Goal → Multiply every point coordinate in the answers of the lines below by 0.2, rounding to whole numbers with halves rounded up. Then give all of the lines again, requests included, with the pictures left out.

Data supplied →
(begin)

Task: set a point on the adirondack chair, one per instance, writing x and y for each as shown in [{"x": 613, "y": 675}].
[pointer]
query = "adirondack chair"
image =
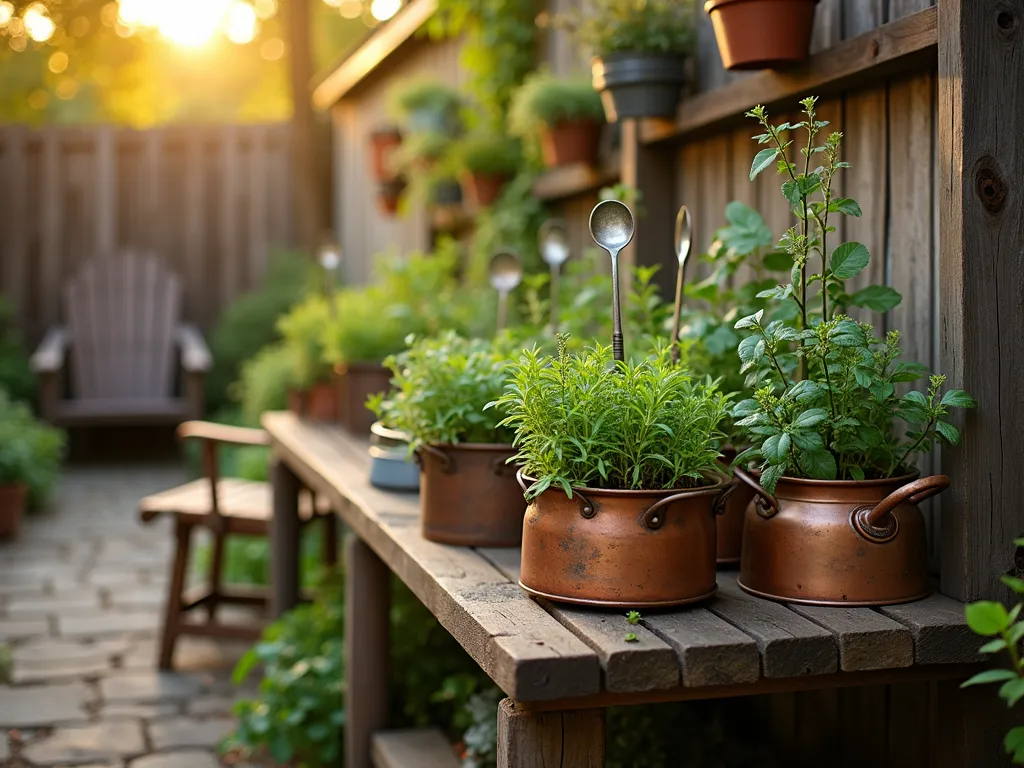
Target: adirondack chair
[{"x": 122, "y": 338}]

(end)

Finished task →
Task: set a point on the adirondack chair, one per instance, writing x and y for each as shown in [{"x": 613, "y": 675}].
[pointer]
query = "adirondack chair"
image =
Target: adirondack chair
[{"x": 24, "y": 68}]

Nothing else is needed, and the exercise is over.